WHAT IS ASKED: Please copy the records below word for word, starting at their beginning and ending with the line that contains "(1231, 258)", with both ends included. Leave the pictures out of your copy.
________________________________________
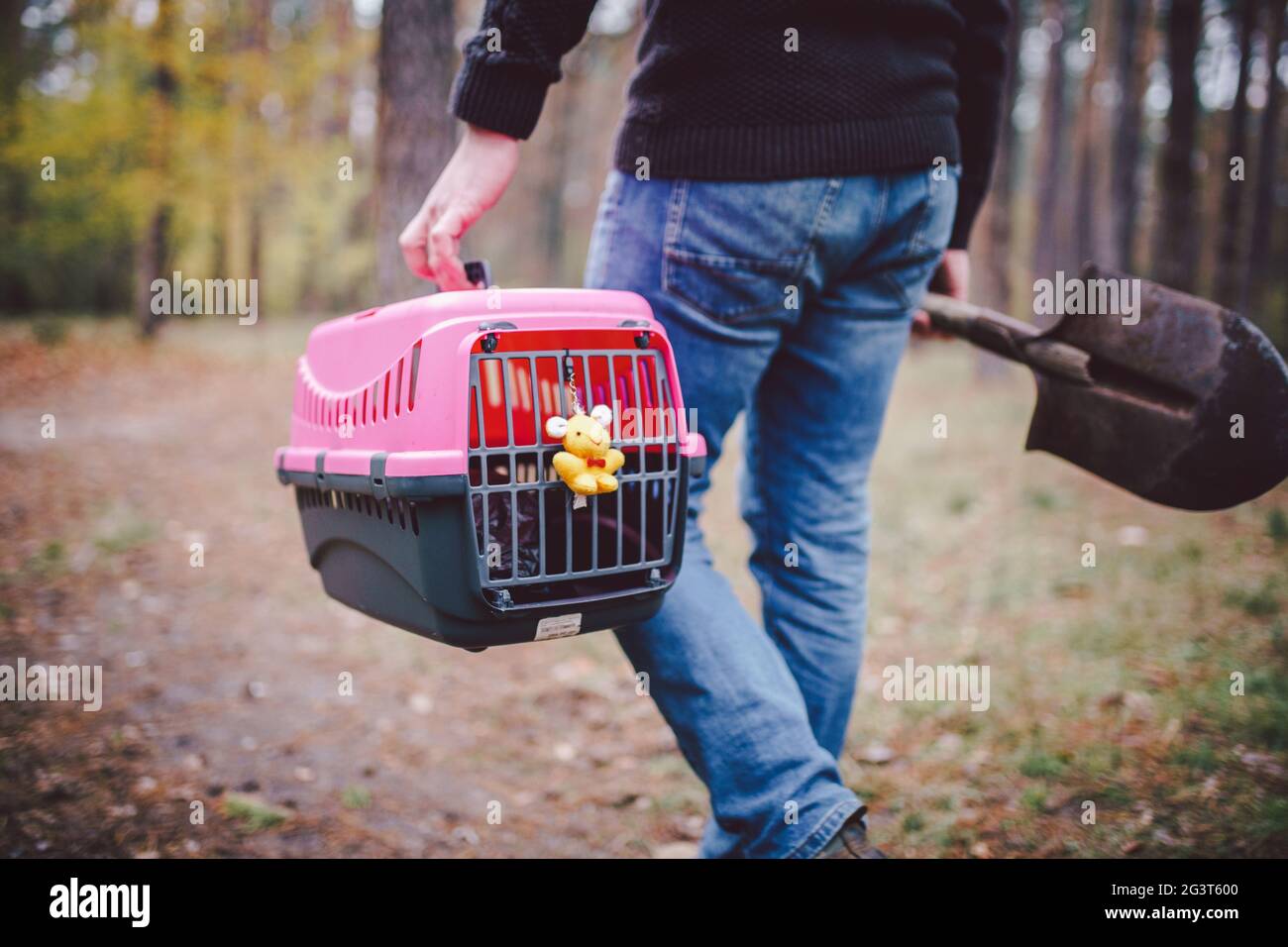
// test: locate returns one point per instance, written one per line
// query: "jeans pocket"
(735, 250)
(918, 231)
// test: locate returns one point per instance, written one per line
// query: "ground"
(223, 731)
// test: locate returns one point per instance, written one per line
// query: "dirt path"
(1111, 684)
(222, 682)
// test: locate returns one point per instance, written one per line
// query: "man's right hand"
(473, 180)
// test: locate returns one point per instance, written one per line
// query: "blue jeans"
(789, 300)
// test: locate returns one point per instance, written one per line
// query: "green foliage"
(1276, 526)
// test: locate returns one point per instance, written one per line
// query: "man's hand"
(473, 180)
(952, 278)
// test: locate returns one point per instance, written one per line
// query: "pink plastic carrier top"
(424, 474)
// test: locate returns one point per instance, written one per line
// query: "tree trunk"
(1267, 154)
(1089, 146)
(1001, 204)
(415, 133)
(1176, 241)
(1131, 85)
(1046, 253)
(1231, 258)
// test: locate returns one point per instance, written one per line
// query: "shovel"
(1186, 406)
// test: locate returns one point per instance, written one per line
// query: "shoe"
(851, 840)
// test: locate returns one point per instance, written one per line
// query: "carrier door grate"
(527, 532)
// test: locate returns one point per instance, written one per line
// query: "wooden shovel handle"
(1006, 337)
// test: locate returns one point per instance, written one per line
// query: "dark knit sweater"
(721, 93)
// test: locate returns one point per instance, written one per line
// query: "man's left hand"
(952, 278)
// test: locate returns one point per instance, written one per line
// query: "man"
(789, 176)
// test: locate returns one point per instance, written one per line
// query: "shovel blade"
(1188, 406)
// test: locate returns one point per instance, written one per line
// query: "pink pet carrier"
(423, 474)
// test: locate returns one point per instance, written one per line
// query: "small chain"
(571, 380)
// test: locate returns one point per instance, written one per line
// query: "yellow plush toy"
(588, 460)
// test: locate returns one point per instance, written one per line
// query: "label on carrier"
(558, 626)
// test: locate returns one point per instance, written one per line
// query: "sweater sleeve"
(980, 63)
(511, 60)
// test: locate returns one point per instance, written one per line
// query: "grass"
(254, 814)
(1111, 682)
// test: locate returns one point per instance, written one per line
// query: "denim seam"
(816, 840)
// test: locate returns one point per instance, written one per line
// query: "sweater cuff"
(970, 196)
(498, 97)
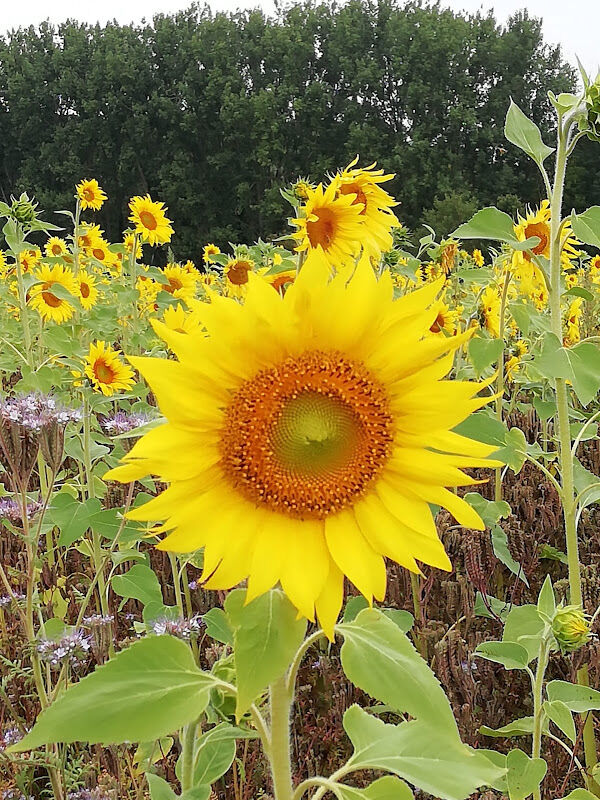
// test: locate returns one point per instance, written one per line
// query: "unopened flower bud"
(571, 628)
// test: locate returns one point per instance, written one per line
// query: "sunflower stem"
(279, 753)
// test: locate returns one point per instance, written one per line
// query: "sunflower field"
(314, 518)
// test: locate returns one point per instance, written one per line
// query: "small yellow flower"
(209, 251)
(150, 220)
(55, 246)
(106, 371)
(90, 194)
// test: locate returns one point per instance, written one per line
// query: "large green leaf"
(523, 132)
(491, 223)
(267, 633)
(419, 753)
(381, 660)
(586, 226)
(147, 691)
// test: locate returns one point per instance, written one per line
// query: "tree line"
(214, 113)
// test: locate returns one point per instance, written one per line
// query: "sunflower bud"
(571, 628)
(23, 210)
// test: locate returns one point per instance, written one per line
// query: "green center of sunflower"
(307, 437)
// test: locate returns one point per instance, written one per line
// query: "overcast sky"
(574, 24)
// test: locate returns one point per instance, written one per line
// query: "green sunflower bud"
(23, 210)
(571, 628)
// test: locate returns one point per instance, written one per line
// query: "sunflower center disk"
(308, 437)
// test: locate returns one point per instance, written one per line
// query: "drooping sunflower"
(106, 370)
(88, 293)
(50, 305)
(208, 252)
(149, 220)
(378, 218)
(55, 246)
(330, 222)
(537, 223)
(90, 195)
(179, 282)
(306, 436)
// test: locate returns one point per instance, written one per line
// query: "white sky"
(574, 24)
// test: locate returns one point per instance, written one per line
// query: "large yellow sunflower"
(377, 215)
(149, 220)
(330, 222)
(179, 282)
(90, 195)
(537, 223)
(88, 293)
(50, 305)
(106, 371)
(307, 435)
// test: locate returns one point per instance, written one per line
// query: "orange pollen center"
(50, 299)
(308, 437)
(104, 372)
(361, 197)
(539, 229)
(238, 272)
(323, 230)
(148, 220)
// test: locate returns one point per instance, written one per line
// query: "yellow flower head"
(309, 430)
(149, 220)
(330, 222)
(106, 371)
(50, 305)
(88, 293)
(209, 251)
(364, 183)
(55, 246)
(179, 282)
(90, 195)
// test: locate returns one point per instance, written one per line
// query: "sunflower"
(150, 220)
(90, 195)
(489, 309)
(55, 246)
(49, 305)
(88, 293)
(178, 282)
(176, 318)
(208, 252)
(309, 433)
(330, 222)
(376, 205)
(537, 223)
(106, 370)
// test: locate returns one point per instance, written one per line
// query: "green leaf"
(213, 755)
(586, 226)
(140, 583)
(146, 691)
(561, 716)
(418, 753)
(491, 223)
(523, 132)
(578, 699)
(524, 626)
(381, 660)
(510, 654)
(524, 774)
(266, 635)
(217, 626)
(484, 352)
(546, 601)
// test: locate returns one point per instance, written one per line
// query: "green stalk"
(279, 751)
(564, 432)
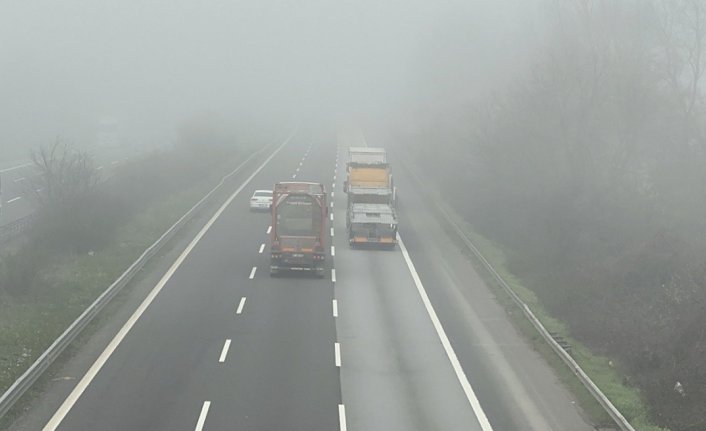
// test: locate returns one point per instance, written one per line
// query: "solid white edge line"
(202, 415)
(342, 417)
(460, 374)
(224, 351)
(240, 305)
(78, 390)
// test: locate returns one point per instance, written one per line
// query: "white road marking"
(240, 306)
(202, 416)
(78, 390)
(2, 171)
(460, 374)
(337, 354)
(342, 417)
(224, 352)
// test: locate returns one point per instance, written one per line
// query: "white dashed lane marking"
(204, 413)
(240, 305)
(342, 417)
(224, 351)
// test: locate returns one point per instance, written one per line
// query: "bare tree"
(65, 175)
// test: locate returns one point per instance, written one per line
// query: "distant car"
(261, 200)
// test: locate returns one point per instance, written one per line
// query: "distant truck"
(299, 214)
(369, 177)
(371, 224)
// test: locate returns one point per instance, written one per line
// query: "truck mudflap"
(297, 262)
(386, 241)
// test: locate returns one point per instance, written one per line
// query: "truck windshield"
(298, 216)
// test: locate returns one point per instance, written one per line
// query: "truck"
(369, 177)
(299, 214)
(371, 224)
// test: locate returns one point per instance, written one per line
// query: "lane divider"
(202, 416)
(224, 351)
(337, 354)
(342, 417)
(240, 305)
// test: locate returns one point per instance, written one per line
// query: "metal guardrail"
(26, 380)
(12, 229)
(592, 388)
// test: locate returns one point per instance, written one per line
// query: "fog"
(68, 68)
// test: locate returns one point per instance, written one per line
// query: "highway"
(409, 339)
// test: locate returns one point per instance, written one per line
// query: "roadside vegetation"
(89, 229)
(589, 174)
________________________________________
WRITTEN RESPONSE:
// test: locate returns one point per instance, written one per line
// query: "jeans pocket"
(735, 250)
(918, 231)
// test: locate returns one point per instance, written one per line
// query: "ground"
(223, 731)
// test: locate returns one point per instance, written one per line
// query: "dirt path"
(1111, 684)
(222, 682)
// test: locate returns one point per instance, written one per line
// query: "man's right hand"
(473, 180)
// test: locate returns one point per instance, written one per line
// query: "blue jeans"
(789, 300)
// test: locate returns one point per instance, written one per line
// query: "green foliage"
(1276, 526)
// test: locate returns one point per instance, written one per line
// query: "man's hand"
(473, 180)
(952, 278)
// test: locate returns one point per instance, written one per line
// query: "pink plastic carrier top"
(424, 474)
// test: locate returns one point per instance, written one per line
// query: "tree trunk"
(1267, 154)
(1089, 146)
(1001, 204)
(415, 133)
(1176, 241)
(1131, 85)
(1046, 253)
(1231, 258)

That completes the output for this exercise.